_SUPPLIED INFORMATION:_
-----

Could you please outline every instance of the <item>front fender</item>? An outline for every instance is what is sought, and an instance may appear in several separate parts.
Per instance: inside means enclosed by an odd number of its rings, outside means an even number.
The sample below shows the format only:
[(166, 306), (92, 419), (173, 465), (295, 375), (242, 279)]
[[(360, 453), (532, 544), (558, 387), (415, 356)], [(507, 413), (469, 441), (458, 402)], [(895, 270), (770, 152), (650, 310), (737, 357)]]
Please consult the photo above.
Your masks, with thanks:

-----

_DIRECTIONS:_ Please write out the listing above word for word, keeping every line in its original order.

_REPLY:_
Could you please outline every instance of the <item>front fender</item>? An outline for every instance is what is sought, and an instance may appear in several separate parts.
Per instance: inside means enclosed by an odd number of its rings, outside means an even number.
The sample below shows the format only:
[(166, 306), (92, 419), (173, 465), (295, 375), (242, 279)]
[[(360, 453), (532, 544), (558, 387), (415, 356)], [(507, 413), (469, 441), (458, 402)], [(895, 270), (770, 152), (650, 310), (737, 357)]]
Please consult the photo above.
Your masks, with thanks:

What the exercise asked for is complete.